CA Healthcare Acquisition Corp.

09/24/2021 | Press release | Distributed by Public on 09/24/2021 04:04

Non-Redemption Agreement (Form 8-K)

Non-Redemption Agreement

On September 23, 2021, CA Healthcare Sponsor LLC, a Delaware limited liability company ("Sponsor"), and Senvest Management, LLC on behalf of its advisory client, Senvest Master Fund, LP ("Investor") entered into a Non-Redemption Agreement ("Agreement"). The Sponsor is the holder of 2,875,000 shares of CA Healthcare Acquisition Corp's ("CAH") Class B Common Stock, which immediately prior to the effective time of the merger ("Merger") between CAH, LumiraDx Limited ("LumiraDx") and LumiraDx Merger Sub, Inc., with CAH being the surviving corporation and a wholly-owned subsidiary of LumiraDx, shall convert into an equal amount of CAH Class A Common Stock, and upon consummation of the Merger shall be automatically canceled and extinguished and reissued to LumiraDx as one share of Common Stock of the surviving corporation, in consideration for the right to receive common shares of LumiraDx (the "Sponsor Shares").

Pursuant to the Agreement, in exchange for Investor's commitment not to redeem the 700,000 shares of CAH's Class A Common Stock beneficially owned by it, the Sponsor agrees to transfer to Investor 77,000 Sponsor Shares, such number calculated pursuant to the following formula: (a) a fraction, the numerator of which is the total amount of capital spent by Investor in connection with the purchase of CAH's Class A Common Stock and the denominator of which is 9 minus (b) the total number of shares of CAH's Class A Common Stock purchased by Investor.

Neither the Sponsor nor the Investor, either by the terms of the Agreement or at any time in the future, are to be considered a "group" within the meaning of the Securities Exchange Act of 1934, as amended.

The Sponsor may enter into additional arrangements similar to the Agreement described above.

The Agreement is filed as Exhibit 2.1 to this Current Report on Form 8-K and the foregoing description is qualified in its entirety by reference to the full text of the Agreement.

Acknowledgment and Waiver

On September 23, 2021, CAH, the Sponsor, LumiraDx and certain individuals, each of whom is a member of CAH's board of directors and/or management team ("Insiders") entered into an Acknowledgment and Waiver ("Waiver") whereby (i) the parties to the Sponsor Agreement, dated as of April 6, 2021, as amended pursuant to the Amendment to the Sponsor Agreement dated August 19, 2021, between CAH, the Sponsor, the Insiders and LumiraDx,(A) waive the transfer restrictions and the forfeiture/vesting provisions included therein with respect to certain of the Sponsor Shares to be transferred in connection with the abovementioned Agreement (the "Proposed Transfers"), (B) acknowledge that the forfeiture and vesting provisions set forth in the Sponsor Agreement as they apply to the Sponsor shall be determined and allocated based upon the aggregate number of Sponsor Shares held by the Sponsor after taking into account the consummation of the Proposed Transfers (including the transfer of the Sponsor Shares set forth therein) and (C) approve the Proposed Transfers and (ii) LumiraDx waives an interim operating covenant in the Agreement and Plan of Merger, dated as of April 6, 2021, as amended pursuant to the amendment to the merger agreement, dated August 19, 2021, as further amended pursuant to the amendment no. 2 to the merger agreement, dated August 27, 2021, between CAH, LumiraDx and LumiraDx Merger Sub, Inc., regarding changes in the capitalization of CAH.

┄┄┄┄┄┄┄┄┄┄┄┄┄┄┄┄┄┄┄┄

◆ **Set tasks**:
**1.** Rewrite the stretch of the CA Healthcare filing from "Neither the Sponsor" through "Agreement described above.", putting "further arrangements" in place of "additional arrangements".
**2.** Carry the CA Healthcare filing on from the point where it stops.
The listing plays no part in this.

◆ **Raw data**:
┄┄┄┄┄┄┄┄┄┄┄┄┄┄┄┄┄┄┄┄

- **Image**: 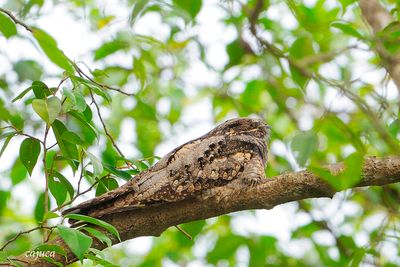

┄┄┄┄┄┄┄┄┄┄┄┄┄┄┄┄┄┄┄┄

◆ **Answers for the exercise**:
**1.**
Neither the Sponsor nor the Investor, either by the terms of the Agreement or at any time in the future, are to be considered a "group" within the meaning of the Securities Exchange Act of 1934, as amended.

The Sponsor may enter into further arrangements similar to the Agreement described above.

**2.**
The Waiver is filed as Exhibit 2.2 to this Current Report on Form 8-K and the foregoing description is qualified in its entirety by reference to the full text of the Waiver.

Additional information

In connection with the proposed Merger, LumiraDx has filed with the Securities and Exchange Commission ("SEC") a registration Statement on Form F-4 in connection with the proposed Merger (the "Registration Statement") containing a preliminary proxy statement of CAH and a preliminary prospectus of LumiraDx, which the SEC has declared effective. On September 3, 2021, CAH filed a definitive proxy statement/prospectus relating to the proposed Merger and mailed that definitive proxy statement/prospectus to its shareholders. This Current Report on Form 8-K does not contain all the information that should be considered concerning the proposed Merger and is not intended to form the basis of any investment decision or any other decision in respect of the Merger. CAH's shareholders and other interested persons are advised to read, when available, the preliminary proxy statement/prospectus and the amendments thereto and the definitive proxy statement/prospectus and other documents filed in connection with the proposed Merger, as these materials will contain important information about LumiraDx, CAH and the proposed Merger. The definitive proxy statement/prospectus and other relevant materials for the proposed Merger has been mailed to shareholders of CAH as of the record date, which is September 1, 2021, for voting on the proposed Merger. Such shareholders will also be able to obtain copies of the preliminary proxy statement/prospectus, the definitive proxy statement/prospectus and other documents filed with the SEC, without charge, at the SEC's website at www.sec.gov, or by directing a request to CA Healthcare Acquisition Corp., 99 Summer Street, Suite 200 Boston, MA 02110.

Participants in Solicitation

CAH and its directors and executive officers may be deemed participants in the solicitation of proxies from CAH's shareholders with respect to the proposed Merger. A list of the names of those directors and executive officers and a description of their interests in CAH is contained in the Registration Statement. Additional information regarding the interests of such participants is contained in the proxy statement/prospectus for the proposed Merger.

LumiraDx and its directors and executive officers may also be deemed to be participants in the solicitation of proxies from the shareholders of CAH in connection with the proposed Merger. A list of the names of such directors and executive officers and information regarding their interests in the proposed Merger is contained in the Registration Statement. Additional information regarding the interests of such participants is contained in the proxy statement/prospectus for the proposed Merger.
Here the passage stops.